Request
Write out, precisely and in full, each line of the material.

Collected data entries
+===+
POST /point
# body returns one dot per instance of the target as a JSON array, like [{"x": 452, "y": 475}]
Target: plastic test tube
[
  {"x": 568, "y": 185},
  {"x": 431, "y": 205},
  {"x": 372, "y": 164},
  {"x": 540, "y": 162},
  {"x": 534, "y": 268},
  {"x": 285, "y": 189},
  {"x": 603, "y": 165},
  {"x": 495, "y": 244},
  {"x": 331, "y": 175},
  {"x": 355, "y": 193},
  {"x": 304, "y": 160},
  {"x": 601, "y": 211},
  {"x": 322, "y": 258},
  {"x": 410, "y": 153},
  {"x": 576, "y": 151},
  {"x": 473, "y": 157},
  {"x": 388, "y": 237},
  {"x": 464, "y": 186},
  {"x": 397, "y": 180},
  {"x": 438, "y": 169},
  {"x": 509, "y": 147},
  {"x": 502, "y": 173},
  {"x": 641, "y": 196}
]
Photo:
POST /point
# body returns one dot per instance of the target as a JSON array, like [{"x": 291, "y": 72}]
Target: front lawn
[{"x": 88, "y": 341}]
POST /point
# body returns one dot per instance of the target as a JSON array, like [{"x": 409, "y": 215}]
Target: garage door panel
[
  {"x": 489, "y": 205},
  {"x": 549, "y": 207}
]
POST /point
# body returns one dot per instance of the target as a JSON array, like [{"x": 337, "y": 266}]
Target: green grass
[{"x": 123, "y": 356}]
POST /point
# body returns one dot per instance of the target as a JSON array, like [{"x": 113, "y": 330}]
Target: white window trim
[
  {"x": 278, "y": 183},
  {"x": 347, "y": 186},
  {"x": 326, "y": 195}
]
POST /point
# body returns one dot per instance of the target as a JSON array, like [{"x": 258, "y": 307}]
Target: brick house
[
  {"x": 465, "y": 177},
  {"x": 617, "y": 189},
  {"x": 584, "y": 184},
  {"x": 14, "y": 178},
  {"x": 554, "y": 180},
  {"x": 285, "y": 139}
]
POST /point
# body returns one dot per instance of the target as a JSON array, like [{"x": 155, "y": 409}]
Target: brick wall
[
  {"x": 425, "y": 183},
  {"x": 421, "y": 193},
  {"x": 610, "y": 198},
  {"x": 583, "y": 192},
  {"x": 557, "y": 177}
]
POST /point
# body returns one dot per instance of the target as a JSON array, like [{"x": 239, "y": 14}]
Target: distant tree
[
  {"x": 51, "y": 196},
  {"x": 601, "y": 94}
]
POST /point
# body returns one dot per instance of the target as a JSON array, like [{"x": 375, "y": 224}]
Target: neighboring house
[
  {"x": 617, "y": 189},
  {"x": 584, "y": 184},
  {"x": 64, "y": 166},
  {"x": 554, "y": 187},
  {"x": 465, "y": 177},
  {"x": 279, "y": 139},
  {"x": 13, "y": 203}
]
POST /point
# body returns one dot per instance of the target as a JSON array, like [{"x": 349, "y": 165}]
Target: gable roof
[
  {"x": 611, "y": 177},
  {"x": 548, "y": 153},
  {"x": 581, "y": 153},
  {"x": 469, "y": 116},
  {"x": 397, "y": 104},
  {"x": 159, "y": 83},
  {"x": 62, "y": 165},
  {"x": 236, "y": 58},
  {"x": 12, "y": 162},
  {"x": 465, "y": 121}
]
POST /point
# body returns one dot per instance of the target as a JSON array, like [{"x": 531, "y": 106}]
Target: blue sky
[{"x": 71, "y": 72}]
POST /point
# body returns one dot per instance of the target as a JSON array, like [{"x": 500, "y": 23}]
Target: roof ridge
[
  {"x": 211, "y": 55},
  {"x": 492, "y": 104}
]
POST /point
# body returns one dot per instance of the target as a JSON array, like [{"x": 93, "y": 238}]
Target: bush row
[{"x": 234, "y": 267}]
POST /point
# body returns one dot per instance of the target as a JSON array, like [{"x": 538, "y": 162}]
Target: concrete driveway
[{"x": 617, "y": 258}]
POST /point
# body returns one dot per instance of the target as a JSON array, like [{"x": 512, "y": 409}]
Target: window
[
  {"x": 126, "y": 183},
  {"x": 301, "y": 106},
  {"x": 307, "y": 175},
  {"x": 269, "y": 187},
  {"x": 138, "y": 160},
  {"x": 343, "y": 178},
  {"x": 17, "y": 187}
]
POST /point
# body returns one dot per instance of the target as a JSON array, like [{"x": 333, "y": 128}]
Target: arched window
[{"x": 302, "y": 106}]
+===+
Result for this exercise
POST /point
# body returns one dot per instance of the target as a JSON array, like [{"x": 452, "y": 475}]
Target: plastic test tube
[
  {"x": 568, "y": 185},
  {"x": 431, "y": 205},
  {"x": 372, "y": 164},
  {"x": 540, "y": 162},
  {"x": 534, "y": 268},
  {"x": 285, "y": 189},
  {"x": 603, "y": 165},
  {"x": 495, "y": 244},
  {"x": 331, "y": 175},
  {"x": 355, "y": 193},
  {"x": 304, "y": 160},
  {"x": 601, "y": 211},
  {"x": 322, "y": 258},
  {"x": 410, "y": 153},
  {"x": 576, "y": 151},
  {"x": 473, "y": 157},
  {"x": 388, "y": 237},
  {"x": 464, "y": 186},
  {"x": 397, "y": 180},
  {"x": 438, "y": 169},
  {"x": 509, "y": 147},
  {"x": 502, "y": 173},
  {"x": 641, "y": 196}
]
Photo:
POST /point
# body returns one dot per instance of the target as a JSON array, like [{"x": 291, "y": 72}]
Target: front lawn
[{"x": 88, "y": 341}]
POST /point
# body returns one dot per instance of the target as a JSON array, like [{"x": 409, "y": 215}]
Target: garage door panel
[
  {"x": 489, "y": 205},
  {"x": 549, "y": 207}
]
POST /point
# body returns one dot per instance of the target as a JSON array, like [{"x": 337, "y": 266}]
Target: green grass
[{"x": 123, "y": 356}]
POST /point
# body returns one dot per instance of the target as a JSON array, like [{"x": 113, "y": 330}]
Target: white window trim
[
  {"x": 278, "y": 183},
  {"x": 347, "y": 186},
  {"x": 326, "y": 195}
]
POST /point
# body returns one dot per instance of the target as a JSON array, like [{"x": 258, "y": 307}]
Target: brick house
[
  {"x": 465, "y": 177},
  {"x": 617, "y": 189},
  {"x": 584, "y": 184},
  {"x": 14, "y": 178},
  {"x": 554, "y": 180},
  {"x": 285, "y": 139}
]
POST /point
# body returns one dot per instance of the target as a JSON array, like [{"x": 155, "y": 409}]
Target: brick wall
[
  {"x": 425, "y": 183},
  {"x": 421, "y": 193},
  {"x": 610, "y": 198},
  {"x": 583, "y": 192},
  {"x": 557, "y": 177}
]
POST /point
# body returns one dot per instance of the target as a JSON array, like [{"x": 239, "y": 14}]
Target: distant tree
[
  {"x": 51, "y": 196},
  {"x": 601, "y": 94}
]
POST /point
# body returns one dot per instance of the target as a JSON array, like [{"x": 375, "y": 224}]
Target: neighboring house
[
  {"x": 617, "y": 189},
  {"x": 584, "y": 184},
  {"x": 64, "y": 166},
  {"x": 554, "y": 187},
  {"x": 465, "y": 177},
  {"x": 279, "y": 139},
  {"x": 13, "y": 203}
]
POST /point
# body returns one dot per instance of the target as a JSON array, like [{"x": 349, "y": 165}]
Target: gable roof
[
  {"x": 611, "y": 177},
  {"x": 548, "y": 153},
  {"x": 581, "y": 153},
  {"x": 469, "y": 116},
  {"x": 397, "y": 104},
  {"x": 159, "y": 83},
  {"x": 62, "y": 165},
  {"x": 236, "y": 58},
  {"x": 12, "y": 162},
  {"x": 465, "y": 121}
]
POST /point
# body returns one dot per instance of the target as a JSON array, like [{"x": 531, "y": 106}]
Target: blue sky
[{"x": 71, "y": 72}]
POST /point
# body returns one dot per instance of the target as a JSON array, like [{"x": 500, "y": 23}]
Target: roof ridge
[
  {"x": 211, "y": 55},
  {"x": 492, "y": 104}
]
POST /point
# body returns one dot per instance of the target as a JSON array, like [{"x": 93, "y": 238}]
Target: bush row
[{"x": 234, "y": 267}]
POST /point
# body returns one dot per instance of the target as a JSON array, like [{"x": 538, "y": 162}]
Target: concrete driveway
[{"x": 617, "y": 258}]
POST /point
# body returns one dot per instance of the target as a JSON array, like [{"x": 512, "y": 409}]
Target: window
[
  {"x": 126, "y": 183},
  {"x": 301, "y": 106},
  {"x": 307, "y": 175},
  {"x": 269, "y": 187},
  {"x": 138, "y": 160},
  {"x": 343, "y": 178},
  {"x": 17, "y": 187}
]
POST /point
# body returns one dot per instance of the target as a JSON array, like [{"x": 333, "y": 128}]
Target: arched window
[{"x": 302, "y": 106}]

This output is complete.